## Start Excerpted data

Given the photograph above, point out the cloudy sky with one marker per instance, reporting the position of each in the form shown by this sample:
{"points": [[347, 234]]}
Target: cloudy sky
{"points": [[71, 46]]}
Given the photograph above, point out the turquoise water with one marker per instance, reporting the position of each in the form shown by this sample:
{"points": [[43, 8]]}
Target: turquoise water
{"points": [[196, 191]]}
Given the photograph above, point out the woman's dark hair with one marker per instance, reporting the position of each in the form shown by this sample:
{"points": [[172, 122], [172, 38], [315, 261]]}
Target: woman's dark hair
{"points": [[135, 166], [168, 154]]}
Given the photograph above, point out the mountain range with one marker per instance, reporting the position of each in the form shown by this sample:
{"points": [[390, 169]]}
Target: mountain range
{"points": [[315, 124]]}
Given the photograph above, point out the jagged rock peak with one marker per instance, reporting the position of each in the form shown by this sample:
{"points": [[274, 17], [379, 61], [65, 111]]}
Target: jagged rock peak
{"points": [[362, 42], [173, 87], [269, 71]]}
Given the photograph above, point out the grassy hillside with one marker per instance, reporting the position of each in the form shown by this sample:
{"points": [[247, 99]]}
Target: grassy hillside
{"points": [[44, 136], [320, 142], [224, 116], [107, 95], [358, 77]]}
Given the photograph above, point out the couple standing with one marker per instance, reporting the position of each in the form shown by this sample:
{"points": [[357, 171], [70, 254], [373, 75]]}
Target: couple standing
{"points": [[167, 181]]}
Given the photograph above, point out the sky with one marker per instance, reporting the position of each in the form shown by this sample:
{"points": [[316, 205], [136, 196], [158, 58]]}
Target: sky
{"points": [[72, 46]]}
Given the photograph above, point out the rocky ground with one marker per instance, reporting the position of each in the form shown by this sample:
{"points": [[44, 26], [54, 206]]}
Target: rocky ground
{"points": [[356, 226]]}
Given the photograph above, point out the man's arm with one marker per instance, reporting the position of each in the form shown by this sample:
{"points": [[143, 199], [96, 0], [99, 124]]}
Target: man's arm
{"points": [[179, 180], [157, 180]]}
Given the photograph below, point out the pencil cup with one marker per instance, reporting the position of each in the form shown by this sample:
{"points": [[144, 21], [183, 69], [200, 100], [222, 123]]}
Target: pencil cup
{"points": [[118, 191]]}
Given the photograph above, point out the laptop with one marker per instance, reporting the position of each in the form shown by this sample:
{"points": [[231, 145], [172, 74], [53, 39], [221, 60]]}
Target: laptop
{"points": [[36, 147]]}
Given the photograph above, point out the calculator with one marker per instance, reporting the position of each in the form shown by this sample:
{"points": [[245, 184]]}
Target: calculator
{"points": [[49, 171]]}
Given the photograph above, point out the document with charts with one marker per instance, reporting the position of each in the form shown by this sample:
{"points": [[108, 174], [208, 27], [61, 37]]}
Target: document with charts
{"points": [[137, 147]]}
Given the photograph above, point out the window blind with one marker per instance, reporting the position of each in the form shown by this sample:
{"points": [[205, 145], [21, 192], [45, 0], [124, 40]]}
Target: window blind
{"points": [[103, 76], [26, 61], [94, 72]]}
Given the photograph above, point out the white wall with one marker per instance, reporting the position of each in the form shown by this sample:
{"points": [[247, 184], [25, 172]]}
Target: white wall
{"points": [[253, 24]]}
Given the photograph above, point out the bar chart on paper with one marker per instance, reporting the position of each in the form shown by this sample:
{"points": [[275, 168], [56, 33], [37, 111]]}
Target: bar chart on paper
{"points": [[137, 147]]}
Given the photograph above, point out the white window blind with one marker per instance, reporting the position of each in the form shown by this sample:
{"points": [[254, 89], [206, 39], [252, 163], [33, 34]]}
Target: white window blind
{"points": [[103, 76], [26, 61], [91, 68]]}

## End Excerpted data

### Problem requirements
Write out all records exactly, keeping every detail.

### Response to the task
Given the photograph above, point out the cloudy sky with one marker per instance, reporting the position of each in the form shown by this sample:
{"points": [[347, 234]]}
Target: cloudy sky
{"points": [[71, 46]]}
Given the photograph above, point out the turquoise water with one marker per instance, reporting the position of each in the form shown by this sample:
{"points": [[43, 8]]}
Target: turquoise water
{"points": [[196, 191]]}
Given the photograph above, point out the woman's dark hair with one marker per instance, reporting the position of each in the form shown by this sample:
{"points": [[172, 122], [172, 38], [315, 261]]}
Target: woman's dark hair
{"points": [[135, 166], [168, 154]]}
Given the photograph above, point out the mountain range with one marker per instance, reporting the position of each in the form shown by this sample:
{"points": [[390, 169]]}
Target: mountain range
{"points": [[315, 124]]}
Given the photograph above, point out the jagged rock peak with one marker per instance, reporting the position of each in the form shown by this sample:
{"points": [[274, 17], [379, 61], [65, 111]]}
Target: jagged rock peak
{"points": [[362, 42], [173, 87], [269, 71]]}
Given the photograph above, point out the grassy hillside with one marker per instance, reporting the position of each in the form shown by this sample:
{"points": [[247, 99]]}
Target: grassy hillside
{"points": [[44, 136], [320, 142], [224, 116], [107, 95], [358, 77]]}
Given the photograph above, point out the couple standing with one marker per instance, reporting the position of each in the form shown by this sample:
{"points": [[357, 171], [70, 254], [373, 75]]}
Target: couple standing
{"points": [[167, 181]]}
Given the photograph above, point out the sky with one marker per instance, reporting the position of each in the form shown by this sample:
{"points": [[316, 205], [136, 196], [158, 58]]}
Target: sky
{"points": [[72, 46]]}
Given the photograph above, point out the rocky ground with one marker per instance, reporting the position of each in the form shown by this sample:
{"points": [[44, 26], [54, 206]]}
Target: rocky ground
{"points": [[356, 226]]}
Given the photograph above, point out the man's arm with one marker per instance, reporting the position of each in the form shown by this sample:
{"points": [[143, 199], [96, 0], [99, 124]]}
Target: man's arm
{"points": [[179, 180], [157, 180]]}
Given the photograph below, point out the pencil cup with one marker per instance, reporting the position of each in the form shown by this sample:
{"points": [[144, 21], [183, 69], [200, 100], [222, 123]]}
Target: pencil cup
{"points": [[118, 191]]}
Given the photograph above, point out the laptop with one marker per instance, reporting the position of each in the form shown by this sample:
{"points": [[231, 145], [172, 74], [53, 39], [221, 60]]}
Target: laptop
{"points": [[36, 147]]}
Given the photograph above, point out the calculator with one marker per instance, reporting the position of each in the form shown by this sample:
{"points": [[245, 184]]}
Target: calculator
{"points": [[49, 171]]}
Given the photograph above, point out the document with charts with one marker per instance, reporting the position of each in the form shown by this sample:
{"points": [[108, 174], [208, 27], [61, 37]]}
Target: document with charts
{"points": [[137, 147]]}
Given the photograph above, point out the window blind with one marker per instance, reporting the position of each in the form shown by this sample:
{"points": [[205, 145], [21, 192], [45, 0], [124, 40]]}
Target: window blind
{"points": [[103, 76], [26, 61], [94, 72]]}
Given the photograph above, point out the white wall with one marker per instance, reporting the position of each in the form shown by this sample:
{"points": [[247, 184], [25, 172]]}
Target: white wall
{"points": [[253, 24]]}
Given the photograph above, point out the bar chart on paper with one marker per instance, reporting the position of each in the form shown by this sample:
{"points": [[275, 168], [56, 33], [37, 111]]}
Target: bar chart on paper
{"points": [[137, 147]]}
Given the photograph above, point out the white window blind with one marker per instance, reporting the position of each in the form shown by this sample:
{"points": [[254, 89], [206, 39], [252, 163], [33, 34]]}
Target: white window blind
{"points": [[103, 76], [26, 61], [91, 68]]}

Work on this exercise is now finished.